(What the task requires): Take the lines from the one with "Where can the sink" through the end of the material below and repeat them exactly, dropping every picture.

-- Input data start --

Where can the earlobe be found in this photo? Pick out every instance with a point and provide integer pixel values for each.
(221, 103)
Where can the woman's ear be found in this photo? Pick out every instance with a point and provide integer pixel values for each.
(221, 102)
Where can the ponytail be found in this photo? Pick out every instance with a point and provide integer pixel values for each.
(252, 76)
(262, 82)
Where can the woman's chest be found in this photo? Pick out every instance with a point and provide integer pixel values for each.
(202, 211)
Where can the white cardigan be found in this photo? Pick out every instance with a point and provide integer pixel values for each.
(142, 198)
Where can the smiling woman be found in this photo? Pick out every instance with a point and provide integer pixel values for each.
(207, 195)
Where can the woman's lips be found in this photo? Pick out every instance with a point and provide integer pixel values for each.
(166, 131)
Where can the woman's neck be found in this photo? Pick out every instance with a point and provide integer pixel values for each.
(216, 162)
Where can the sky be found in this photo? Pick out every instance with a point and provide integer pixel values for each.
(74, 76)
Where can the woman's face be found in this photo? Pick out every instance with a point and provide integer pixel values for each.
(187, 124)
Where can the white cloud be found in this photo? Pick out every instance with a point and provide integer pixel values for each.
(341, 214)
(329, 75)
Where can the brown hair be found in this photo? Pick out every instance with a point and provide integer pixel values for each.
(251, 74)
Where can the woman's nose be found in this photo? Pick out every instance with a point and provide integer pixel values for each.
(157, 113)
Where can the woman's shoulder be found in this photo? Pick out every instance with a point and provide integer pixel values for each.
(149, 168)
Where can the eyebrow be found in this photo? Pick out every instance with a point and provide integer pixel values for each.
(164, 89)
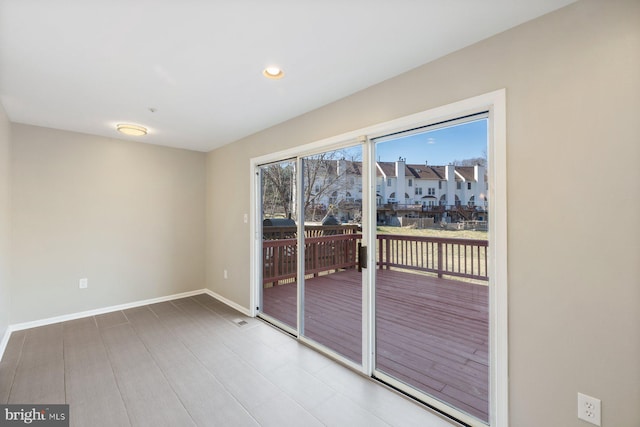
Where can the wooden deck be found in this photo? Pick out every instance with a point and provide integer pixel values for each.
(432, 333)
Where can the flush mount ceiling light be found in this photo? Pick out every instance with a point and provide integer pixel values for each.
(133, 130)
(273, 73)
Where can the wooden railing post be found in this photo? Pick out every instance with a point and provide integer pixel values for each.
(388, 254)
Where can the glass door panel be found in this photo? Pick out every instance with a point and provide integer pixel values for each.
(431, 281)
(332, 211)
(279, 242)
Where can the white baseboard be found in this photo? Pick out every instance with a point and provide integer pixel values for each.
(95, 312)
(5, 341)
(241, 309)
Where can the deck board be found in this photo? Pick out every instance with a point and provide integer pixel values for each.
(432, 333)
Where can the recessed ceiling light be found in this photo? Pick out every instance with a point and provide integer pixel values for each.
(273, 73)
(133, 130)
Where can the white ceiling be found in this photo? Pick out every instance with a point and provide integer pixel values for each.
(86, 65)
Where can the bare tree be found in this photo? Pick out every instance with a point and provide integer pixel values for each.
(278, 182)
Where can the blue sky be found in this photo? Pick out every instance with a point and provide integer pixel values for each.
(438, 147)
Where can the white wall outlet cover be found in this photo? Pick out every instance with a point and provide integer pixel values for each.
(589, 409)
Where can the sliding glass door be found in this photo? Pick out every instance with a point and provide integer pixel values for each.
(279, 252)
(332, 212)
(417, 309)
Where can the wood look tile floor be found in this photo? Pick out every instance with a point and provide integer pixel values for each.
(185, 363)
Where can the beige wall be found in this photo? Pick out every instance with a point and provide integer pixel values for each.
(128, 216)
(573, 102)
(5, 214)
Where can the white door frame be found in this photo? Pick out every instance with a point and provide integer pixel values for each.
(495, 103)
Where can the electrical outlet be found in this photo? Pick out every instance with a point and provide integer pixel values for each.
(589, 409)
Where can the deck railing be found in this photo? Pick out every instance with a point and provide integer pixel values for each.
(443, 256)
(323, 253)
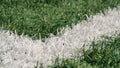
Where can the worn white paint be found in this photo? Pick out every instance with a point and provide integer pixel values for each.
(23, 52)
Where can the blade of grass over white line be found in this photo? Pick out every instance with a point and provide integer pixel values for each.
(39, 18)
(23, 52)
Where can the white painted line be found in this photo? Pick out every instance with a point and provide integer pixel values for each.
(23, 52)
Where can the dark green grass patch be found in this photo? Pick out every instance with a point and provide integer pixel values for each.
(39, 18)
(102, 54)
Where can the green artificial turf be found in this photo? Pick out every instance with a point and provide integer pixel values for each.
(39, 18)
(102, 54)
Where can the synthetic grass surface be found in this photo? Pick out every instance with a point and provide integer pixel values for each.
(39, 18)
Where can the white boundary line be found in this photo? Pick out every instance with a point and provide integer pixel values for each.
(23, 52)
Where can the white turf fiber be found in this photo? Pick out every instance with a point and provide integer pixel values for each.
(23, 52)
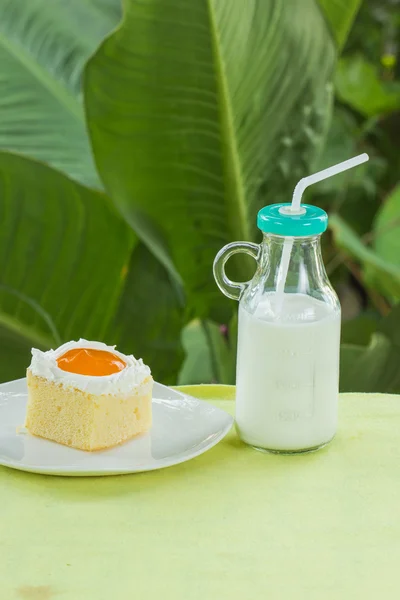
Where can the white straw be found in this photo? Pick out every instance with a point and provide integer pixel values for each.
(321, 175)
(295, 209)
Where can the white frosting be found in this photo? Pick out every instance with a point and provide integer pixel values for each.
(44, 364)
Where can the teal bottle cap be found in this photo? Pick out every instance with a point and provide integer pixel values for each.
(277, 219)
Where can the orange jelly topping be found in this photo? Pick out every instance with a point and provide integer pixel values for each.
(86, 361)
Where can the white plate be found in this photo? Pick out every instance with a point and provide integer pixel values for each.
(183, 428)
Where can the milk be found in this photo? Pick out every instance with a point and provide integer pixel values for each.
(288, 373)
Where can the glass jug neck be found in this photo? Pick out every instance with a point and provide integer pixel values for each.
(279, 240)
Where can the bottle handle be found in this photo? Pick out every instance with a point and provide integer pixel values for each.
(232, 289)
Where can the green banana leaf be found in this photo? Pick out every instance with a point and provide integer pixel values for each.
(201, 112)
(63, 254)
(150, 317)
(43, 49)
(386, 229)
(377, 272)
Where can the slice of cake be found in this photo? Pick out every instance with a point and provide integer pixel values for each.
(88, 396)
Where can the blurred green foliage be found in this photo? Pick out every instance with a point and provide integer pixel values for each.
(161, 148)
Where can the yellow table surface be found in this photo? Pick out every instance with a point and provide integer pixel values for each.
(231, 524)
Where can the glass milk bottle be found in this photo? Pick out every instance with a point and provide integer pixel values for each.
(289, 332)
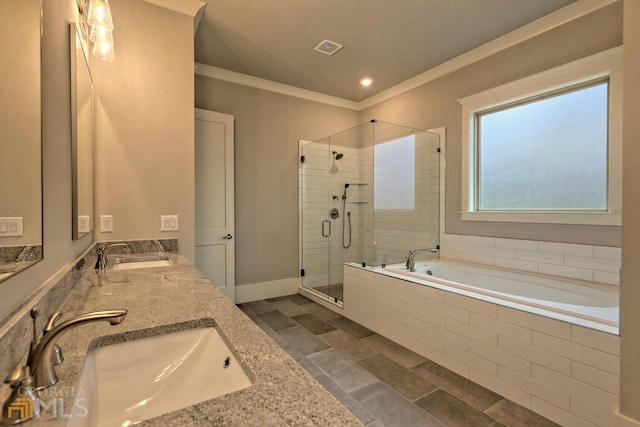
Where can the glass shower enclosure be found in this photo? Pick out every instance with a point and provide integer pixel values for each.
(368, 195)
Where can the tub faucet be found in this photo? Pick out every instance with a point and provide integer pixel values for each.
(101, 263)
(41, 360)
(410, 265)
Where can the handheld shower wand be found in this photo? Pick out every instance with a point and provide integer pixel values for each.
(347, 218)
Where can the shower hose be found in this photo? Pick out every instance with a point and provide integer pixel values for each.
(344, 220)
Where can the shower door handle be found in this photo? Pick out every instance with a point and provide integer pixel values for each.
(326, 234)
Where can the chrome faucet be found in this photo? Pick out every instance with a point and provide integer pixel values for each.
(410, 264)
(41, 357)
(101, 263)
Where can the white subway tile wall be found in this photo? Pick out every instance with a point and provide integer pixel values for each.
(565, 372)
(584, 262)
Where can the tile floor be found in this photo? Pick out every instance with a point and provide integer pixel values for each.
(382, 383)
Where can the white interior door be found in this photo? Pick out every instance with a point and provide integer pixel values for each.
(215, 249)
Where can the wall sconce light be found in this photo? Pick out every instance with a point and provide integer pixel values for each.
(101, 34)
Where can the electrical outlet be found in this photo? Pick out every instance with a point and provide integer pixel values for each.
(169, 223)
(11, 227)
(106, 223)
(84, 223)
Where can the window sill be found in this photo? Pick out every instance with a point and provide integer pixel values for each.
(548, 217)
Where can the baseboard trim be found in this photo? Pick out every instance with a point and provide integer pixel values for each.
(624, 421)
(264, 290)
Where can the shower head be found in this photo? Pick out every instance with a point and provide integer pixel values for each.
(344, 195)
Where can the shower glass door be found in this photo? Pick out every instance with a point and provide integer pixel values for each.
(316, 228)
(368, 195)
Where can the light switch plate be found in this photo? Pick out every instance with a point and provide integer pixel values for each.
(10, 226)
(106, 223)
(84, 223)
(169, 223)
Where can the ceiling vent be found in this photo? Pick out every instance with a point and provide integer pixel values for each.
(328, 47)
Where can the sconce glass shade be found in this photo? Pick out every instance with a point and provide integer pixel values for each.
(98, 32)
(103, 47)
(100, 14)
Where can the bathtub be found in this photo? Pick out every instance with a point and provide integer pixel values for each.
(569, 300)
(541, 341)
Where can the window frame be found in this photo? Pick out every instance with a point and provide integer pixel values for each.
(603, 65)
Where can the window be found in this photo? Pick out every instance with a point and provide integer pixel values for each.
(546, 148)
(394, 166)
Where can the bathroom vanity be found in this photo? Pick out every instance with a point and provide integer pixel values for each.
(166, 299)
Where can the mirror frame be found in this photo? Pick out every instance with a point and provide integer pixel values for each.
(82, 134)
(15, 258)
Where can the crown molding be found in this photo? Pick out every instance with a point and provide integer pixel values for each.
(546, 23)
(258, 83)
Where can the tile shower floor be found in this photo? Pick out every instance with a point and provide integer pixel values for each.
(382, 383)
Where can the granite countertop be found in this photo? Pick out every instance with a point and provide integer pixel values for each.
(163, 298)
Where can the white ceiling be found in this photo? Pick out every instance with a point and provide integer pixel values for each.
(387, 41)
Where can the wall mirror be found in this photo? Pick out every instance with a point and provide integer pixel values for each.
(20, 136)
(82, 145)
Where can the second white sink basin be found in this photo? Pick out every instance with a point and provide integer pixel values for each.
(129, 382)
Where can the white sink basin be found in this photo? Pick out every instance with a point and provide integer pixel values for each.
(129, 382)
(125, 264)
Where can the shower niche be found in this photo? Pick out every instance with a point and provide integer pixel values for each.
(367, 195)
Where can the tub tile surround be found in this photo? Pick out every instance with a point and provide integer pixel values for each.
(159, 300)
(565, 372)
(599, 264)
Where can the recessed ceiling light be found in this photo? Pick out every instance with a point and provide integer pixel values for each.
(328, 47)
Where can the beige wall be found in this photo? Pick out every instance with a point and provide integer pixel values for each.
(20, 179)
(267, 129)
(59, 249)
(435, 104)
(145, 125)
(630, 289)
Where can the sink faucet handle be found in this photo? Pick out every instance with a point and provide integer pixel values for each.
(56, 355)
(51, 323)
(21, 405)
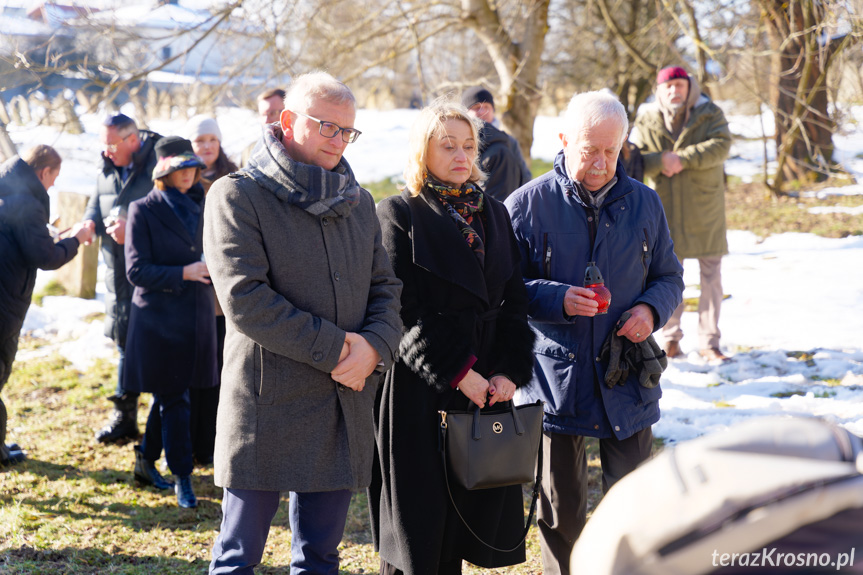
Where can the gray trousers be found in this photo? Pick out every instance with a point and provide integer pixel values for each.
(709, 304)
(563, 504)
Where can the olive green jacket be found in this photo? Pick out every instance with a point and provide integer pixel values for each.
(694, 199)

-- Input data end --

(The reply):
Where can the sink faucet handle be found in this photo? Pick out every instance with a point and provide integer pixel values for each.
(56, 355)
(51, 323)
(21, 405)
Where can the gray trousers be found in this photo? Pick out every instance with a point and provide integer pixel values for each.
(709, 304)
(563, 504)
Where can the olive green jacket be found in this photo? Pick out every instance with a point and provide integer pixel values for each.
(694, 199)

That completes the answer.